Finding such correlations may show that AI does not only help pathologists become more accurate, objective and efficient, but actually extends our diagnostic capabilities beyond the scope of human capacity. Furthermore, we can envision a finer and more complex (and potentially more accurate) grading system than Google’s, which takes into account morphological features that are not directly related to malignancy (i.e. Gleason patterns), such as inflammation and atrophy, as well as different features altogether, which can be found in the patient’s electronic medical record.
Ibex: An AI-based quality system in a pathology lab to catch misdiagnosed cancers
Ibex Medical Analytics deployed its AI-based pathology cancer diagnosis system in a clinical lab in March 2018. The system was integrated into the daily routine of a large pathology institute to detect misdiagnosed prostate biopsies. Within the first week, the system had already reversed a misdiagnosis in a 55-year-old patient, whose original diagnosis was benign. The Ibex Second Read™ system alerted on a discrepancy and marked the biopsy as highly likely to be malignant. The case was reviewed once more and the system’s assertion was confirmed using additional staining. Consequently, the original diagnosis was revised to adenocarcinoma with a Gleason score of 3+3. This had direct impact on the chosen treatment protocol for the patient.

== Given information ==
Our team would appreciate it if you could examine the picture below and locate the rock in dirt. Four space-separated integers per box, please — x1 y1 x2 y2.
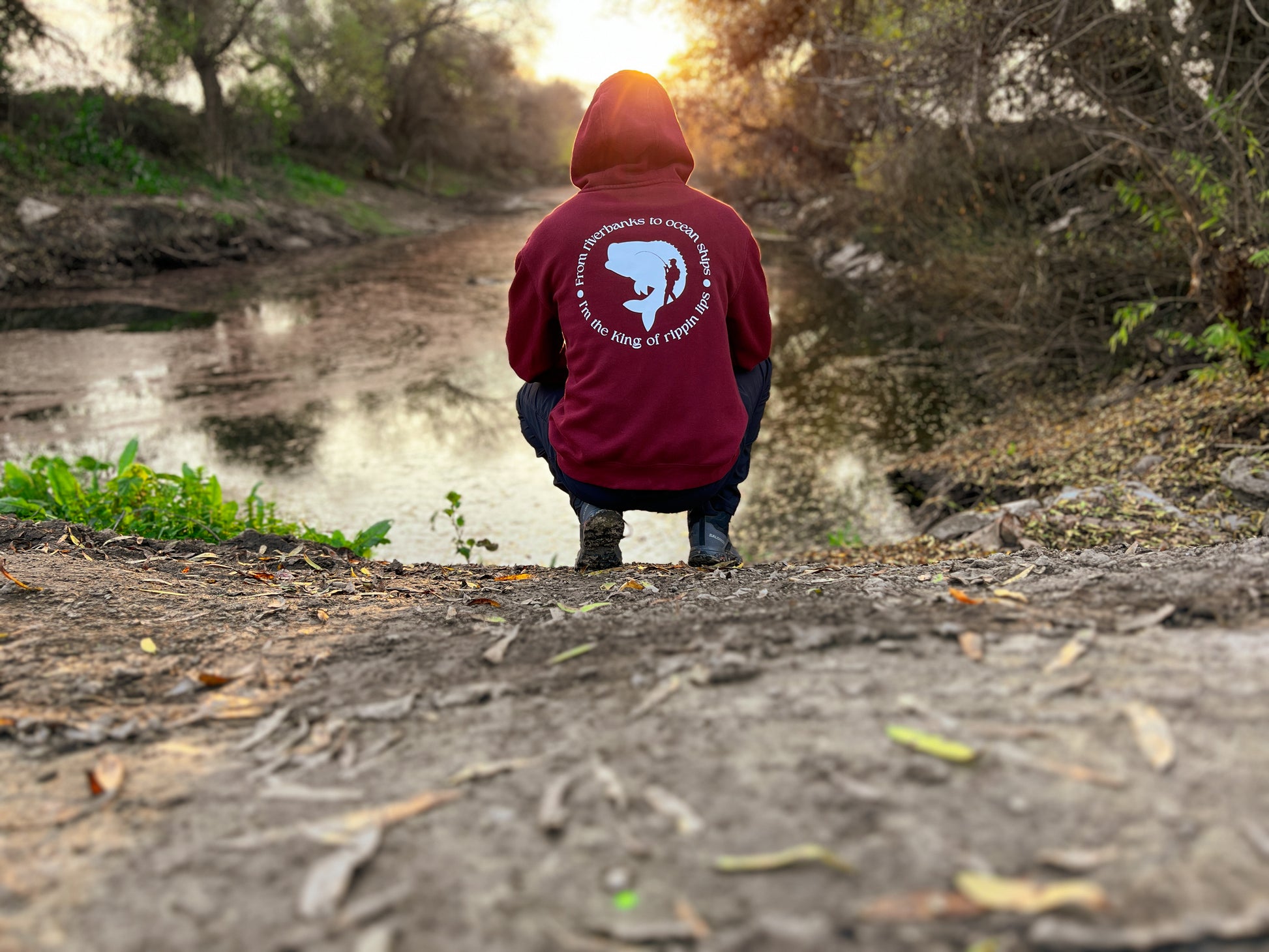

== Exercise A ==
Can you condense the paragraph starting "Ibex Medical Analytics deployed" in the passage on AI in pathology into a short bulleted list that keeps its main facts?
== Exercise B ==
Would you write out the passage on AI in pathology word for word, from "Ibex: An AI-based" up to and including "for the patient."?

== Problem solution A ==
- In March 2018, Ibex Medical Analytics deployed its AI-based cancer diagnosis system in a clinical pathology lab, where it checked prostate biopsies for misdiagnoses as part of the daily routine.
- Within the first week, the Ibex Second Read™ system flagged a discrepancy: a 55-year-old patient's biopsy, diagnosed as benign, was marked as highly likely to be malignant.
- A review with additional staining confirmed the system's finding.
- The diagnosis was revised to adenocarcinoma with a Gleason score of 3+3, which directly affected the patient's treatment protocol.

== Problem solution B ==
Ibex: An AI-based quality system in a pathology lab to catch misdiagnosed cancers
Ibex Medical Analytics deployed its AI-based pathology cancer diagnosis system in a clinical lab in March 2018. The system was integrated into the daily routine of a large pathology institute to detect misdiagnosed prostate biopsies. Within the first week, the system had already reversed a misdiagnosis in a 55-year-old patient, whose original diagnosis was benign. The Ibex Second Read™ system alerted on a discrepancy and marked the biopsy as highly likely to be malignant. The case was reviewed once more and the system’s assertion was confirmed using additional staining. Consequently, the original diagnosis was revised to adenocarcinoma with a Gleason score of 3+3. This had direct impact on the chosen treatment protocol for the patient.